→ Exercise
For every entry below, give an exact repeat and leave out the pictures.

→ Supplied material
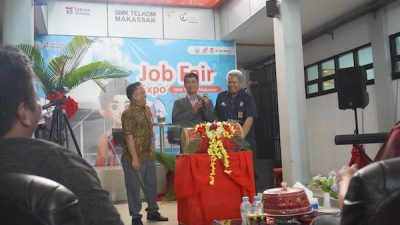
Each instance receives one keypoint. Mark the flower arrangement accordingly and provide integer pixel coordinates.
(214, 135)
(326, 184)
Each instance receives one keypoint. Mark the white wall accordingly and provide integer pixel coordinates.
(325, 120)
(122, 20)
(235, 12)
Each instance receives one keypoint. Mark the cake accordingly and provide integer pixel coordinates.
(286, 201)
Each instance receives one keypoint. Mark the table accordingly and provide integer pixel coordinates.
(302, 219)
(199, 203)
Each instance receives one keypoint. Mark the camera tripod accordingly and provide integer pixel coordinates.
(59, 125)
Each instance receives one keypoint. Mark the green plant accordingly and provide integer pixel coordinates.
(326, 184)
(65, 70)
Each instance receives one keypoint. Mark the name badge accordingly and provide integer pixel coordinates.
(240, 115)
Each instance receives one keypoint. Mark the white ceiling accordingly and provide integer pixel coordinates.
(255, 37)
(259, 29)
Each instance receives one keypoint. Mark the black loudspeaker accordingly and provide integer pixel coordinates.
(351, 84)
(272, 8)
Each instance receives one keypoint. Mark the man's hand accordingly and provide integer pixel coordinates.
(196, 107)
(204, 100)
(135, 163)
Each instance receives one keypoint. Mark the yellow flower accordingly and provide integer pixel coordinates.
(216, 148)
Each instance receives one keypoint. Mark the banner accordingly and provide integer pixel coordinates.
(158, 64)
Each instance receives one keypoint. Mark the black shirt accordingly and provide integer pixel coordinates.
(237, 108)
(46, 159)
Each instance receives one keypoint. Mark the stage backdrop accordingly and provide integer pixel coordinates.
(158, 64)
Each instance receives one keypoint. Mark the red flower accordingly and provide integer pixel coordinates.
(55, 96)
(227, 128)
(202, 130)
(70, 106)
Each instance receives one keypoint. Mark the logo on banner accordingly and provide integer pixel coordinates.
(135, 16)
(185, 17)
(77, 11)
(159, 79)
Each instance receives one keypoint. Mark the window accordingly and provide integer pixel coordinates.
(320, 77)
(395, 54)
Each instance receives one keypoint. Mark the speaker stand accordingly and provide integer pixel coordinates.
(357, 146)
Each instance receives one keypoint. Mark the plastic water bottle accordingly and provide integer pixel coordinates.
(257, 205)
(245, 208)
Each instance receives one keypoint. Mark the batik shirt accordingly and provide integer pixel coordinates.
(136, 121)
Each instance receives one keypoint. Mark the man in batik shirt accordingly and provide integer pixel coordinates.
(138, 159)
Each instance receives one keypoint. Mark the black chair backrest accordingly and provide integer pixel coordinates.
(33, 200)
(373, 197)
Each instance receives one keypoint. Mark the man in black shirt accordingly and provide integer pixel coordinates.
(19, 115)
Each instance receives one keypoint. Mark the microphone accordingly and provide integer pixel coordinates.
(203, 107)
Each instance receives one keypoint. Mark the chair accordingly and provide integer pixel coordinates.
(33, 200)
(373, 197)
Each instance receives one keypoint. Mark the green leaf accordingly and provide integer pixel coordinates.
(63, 70)
(46, 81)
(74, 52)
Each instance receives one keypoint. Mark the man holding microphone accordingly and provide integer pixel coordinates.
(192, 109)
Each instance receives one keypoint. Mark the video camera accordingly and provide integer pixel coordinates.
(55, 96)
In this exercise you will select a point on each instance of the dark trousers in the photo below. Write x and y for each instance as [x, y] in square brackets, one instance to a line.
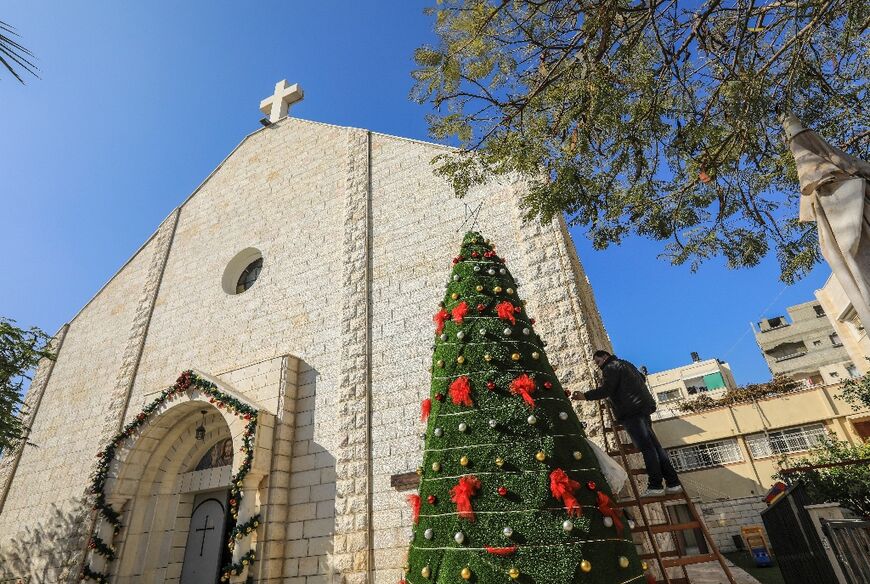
[658, 465]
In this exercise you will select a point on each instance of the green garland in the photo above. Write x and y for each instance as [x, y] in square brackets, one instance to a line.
[187, 381]
[238, 567]
[243, 529]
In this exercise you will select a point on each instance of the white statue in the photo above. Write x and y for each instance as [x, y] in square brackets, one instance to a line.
[835, 193]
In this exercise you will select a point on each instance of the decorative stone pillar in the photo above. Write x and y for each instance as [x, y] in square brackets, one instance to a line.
[353, 536]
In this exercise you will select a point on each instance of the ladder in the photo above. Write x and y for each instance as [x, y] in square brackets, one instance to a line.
[670, 563]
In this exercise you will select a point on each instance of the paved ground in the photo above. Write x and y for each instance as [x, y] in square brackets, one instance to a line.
[711, 573]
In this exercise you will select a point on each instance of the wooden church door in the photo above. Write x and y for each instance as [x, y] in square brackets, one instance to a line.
[205, 539]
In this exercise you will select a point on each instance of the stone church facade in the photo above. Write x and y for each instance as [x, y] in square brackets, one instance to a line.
[331, 345]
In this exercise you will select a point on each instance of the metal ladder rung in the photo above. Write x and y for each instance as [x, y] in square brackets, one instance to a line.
[686, 560]
[666, 527]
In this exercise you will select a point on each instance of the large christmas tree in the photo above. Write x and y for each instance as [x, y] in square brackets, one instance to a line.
[510, 489]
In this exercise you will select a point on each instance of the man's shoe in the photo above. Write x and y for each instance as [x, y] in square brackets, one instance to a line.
[652, 493]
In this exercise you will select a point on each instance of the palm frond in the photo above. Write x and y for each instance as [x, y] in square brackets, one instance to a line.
[13, 56]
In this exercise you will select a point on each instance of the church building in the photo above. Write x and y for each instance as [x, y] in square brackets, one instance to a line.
[240, 402]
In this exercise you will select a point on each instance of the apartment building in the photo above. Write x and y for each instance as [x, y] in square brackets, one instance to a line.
[804, 346]
[727, 456]
[843, 317]
[709, 376]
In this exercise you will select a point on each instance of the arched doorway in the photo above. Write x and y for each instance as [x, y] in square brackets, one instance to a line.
[162, 482]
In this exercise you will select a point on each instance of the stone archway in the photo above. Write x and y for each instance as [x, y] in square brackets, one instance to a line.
[153, 482]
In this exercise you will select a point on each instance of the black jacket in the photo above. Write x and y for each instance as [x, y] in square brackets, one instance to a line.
[626, 389]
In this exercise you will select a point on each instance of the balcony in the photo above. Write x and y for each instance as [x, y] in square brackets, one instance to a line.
[789, 356]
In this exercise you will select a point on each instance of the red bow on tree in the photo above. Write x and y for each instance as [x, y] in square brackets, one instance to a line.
[605, 505]
[524, 386]
[562, 488]
[505, 311]
[459, 312]
[462, 493]
[460, 392]
[414, 500]
[440, 318]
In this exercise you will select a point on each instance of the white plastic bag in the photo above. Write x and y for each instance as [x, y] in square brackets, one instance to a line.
[612, 470]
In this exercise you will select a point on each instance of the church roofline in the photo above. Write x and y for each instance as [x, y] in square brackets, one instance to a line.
[211, 174]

→ Solution to this problem
Each instance receives one keypoint. Mark the flower arrangement accordingly and provide integer pixel coordinates.
(214, 135)
(326, 184)
Each instance receives one keypoint. Mark the white wall accordingly and provide integer pixel coordinates.
(325, 120)
(122, 20)
(235, 12)
Each instance receives one keypoint. Mark the cake accordingly and provide integer pixel coordinates.
(286, 201)
Each instance receives one keypoint. Mark the table accordingly and provide integer pixel coordinates.
(302, 219)
(199, 203)
Each instance receives one keypoint. Mark the camera tripod accordingly and provide integer pixel coordinates.
(59, 125)
Each instance receives one keypoint. Mark the green plant accordingly and provide integer pixel coordinates.
(326, 184)
(65, 70)
Each instance receives one keypoint. Mark the name badge accordingly and provide integer pixel coordinates.
(240, 115)
Each instance receives one keypoint. Mark the white ceiling accordingly and provide integer pixel coordinates.
(255, 37)
(259, 29)
Each instance receives one keypoint. Mark the black loudspeaker accordingly and provide integer pixel coordinates.
(351, 84)
(272, 8)
Each instance receives one keypoint. Mark the man's hand accordingly and provide integer pixel coordinates.
(196, 107)
(204, 100)
(135, 163)
Each instance receives one keypoint. Mark the yellow flower accordingly and provide integer pixel coordinates.
(216, 148)
Each instance receives one keypoint. Mark the banner accordingly and provide integer pixel coordinates.
(158, 64)
Each instance receives one keypoint. Mark the black shirt accordingly and provide integer pixel coordinates.
(237, 108)
(46, 159)
Each instance receives one keypoint. Mark the stage backdrop accordingly and provide integer pixel coordinates.
(158, 64)
Each instance receives one keypoint. Mark the red flower accordingly and provide integer pixel coordinates.
(55, 96)
(227, 128)
(202, 130)
(70, 106)
Each instance receives one keypoint. Mark the logo on banner accordingly and provide integer pixel coordinates.
(135, 16)
(185, 17)
(77, 11)
(159, 79)
Each instance receives one keypoint. Mark the window accordingly and provide integer pixel coordinates.
(320, 77)
(395, 54)
Each instance receives one keypoint. Mark the speaker stand accordingly and provide integer pixel coordinates.
(357, 146)
Each instance receives one keypoint. Mark the plastic water bottle accordingly and provide integer pixel coordinates.
(257, 205)
(245, 208)
Each instance receives one keypoint. Mark the batik shirt accordingly and provide integer pixel coordinates.
(136, 121)
Each instance receives one keypoint. Mark the man in batik shirt accordingly and provide integer pixel coordinates.
(138, 159)
Each instance receives one keypoint. Mark the black chair backrest accordingly and provide integer pixel coordinates.
(33, 200)
(373, 197)
Each instance receives one keypoint. Mark the man in black shirt accordingly and provide integer pixel coordinates.
(19, 115)
Each instance receives one keypoint. Mark the microphone accordingly and provide integer pixel coordinates.
(203, 107)
Each instance receives one keypoint. Mark the chair accordingly and provide integer pixel coordinates.
(33, 200)
(373, 197)
Each instance receives one keypoint. Mark the green leaf accordingly and provide integer pixel coordinates.
(63, 70)
(46, 81)
(74, 52)
Each instance receives one keypoint. Mark the man holding microphone accordingly and provide integer pixel coordinates.
(192, 109)
Each instance receives one keypoint. Mark the video camera accordingly and provide integer pixel coordinates.
(55, 96)
In this exercise you will select a point on each instance of the dark trousers in the photo below. Write x and y for each instance as [x, y] in square brackets, one instance to a line.
[658, 465]
In this exercise you will select a point on each instance of the green garland in the photo above. Write x and y for each instance as [x, y] in square brackets, one instance to a line.
[187, 381]
[238, 567]
[243, 529]
In this exercise you will select a point on each instance of the white statue in the photo above. Write x and y for each instance as [x, y] in square brackets, one instance to a line.
[835, 193]
In this exercise you will select a point on each instance of the decorative stone pillar in the photo above. Write x and y for each instance as [x, y] in square brackets, one instance to a line.
[353, 536]
In this exercise you will select a point on each instance of the ladder in the photo above. Write x and y for each instance as [x, y] in square brackets, one instance to a line.
[670, 563]
In this exercise you will select a point on each instance of the paved ground in the photo above. Write x and y for each instance as [x, y] in square brackets, one instance to a line.
[711, 573]
In this exercise you will select a point on each instance of the wooden church door in the photo above. Write x and y for each instance as [x, y] in square brackets, one instance to a line.
[205, 539]
In this exercise you will select a point on each instance of the stone church facade in the photo above. Write x and y for each instance as [x, y] in square brackets, one instance to a line.
[331, 345]
In this exercise you will select a point on each instance of the metal ladder rung in the photo above. Write x and y for each instance as [x, y] in square brackets, one instance to a line.
[686, 560]
[666, 527]
In this exercise you will select a point on each instance of the large christmas tree in the photo above. Write x and y for each instance as [x, y] in square brackets, one instance to a line.
[510, 489]
In this exercise you will select a point on each instance of the man's shoe in the photo above. Write x and y for each instance as [x, y] in square brackets, one instance to a line.
[652, 493]
In this exercise you will select a point on each instance of the palm frond in the photo above. Write x and y for each instance as [x, y] in square brackets, one instance to a line.
[13, 56]
In this exercise you will select a point on each instance of the church building in the photo above. Write x and y for each instance as [x, y] in square brackets, one instance to a line.
[240, 402]
In this exercise you will select a point on each instance of the apartment building in the photo above. Write x and y for each instance as [x, y] in square brackets, one instance to a line.
[804, 346]
[727, 456]
[843, 317]
[709, 376]
In this exercise you will select a point on each instance of the arched doorway in the photo above. Write x and y for each instance as [x, y] in square brackets, one instance to a line.
[162, 482]
In this exercise you will select a point on each instance of the stone archway in the photo above. Write x and y for each instance as [x, y] in square brackets, one instance to a line.
[153, 482]
In this exercise you will select a point on each instance of the black jacket in the photo above. Write x and y for each instance as [x, y] in square brackets, one instance to a line.
[626, 389]
In this exercise you will select a point on each instance of the balcony in the photo above. Write x and y for each instance as [x, y] in square brackets, one instance to a line.
[789, 356]
In this exercise you will select a point on each instance of the red bow on tree in the photo above. Write x and y for each instance as [x, y] in square brackets, one instance to a line.
[605, 505]
[524, 386]
[562, 488]
[505, 311]
[459, 312]
[462, 493]
[460, 392]
[414, 500]
[440, 318]
In this exercise you will select a point on each instance of the white plastic bag in the photo above. Write x and y for each instance as [x, y] in square brackets, one instance to a line.
[612, 470]
In this exercise you will select a point on each instance of the church roofline in the photo above. Write x and y for each instance as [x, y] in square brackets, one instance to a line.
[211, 174]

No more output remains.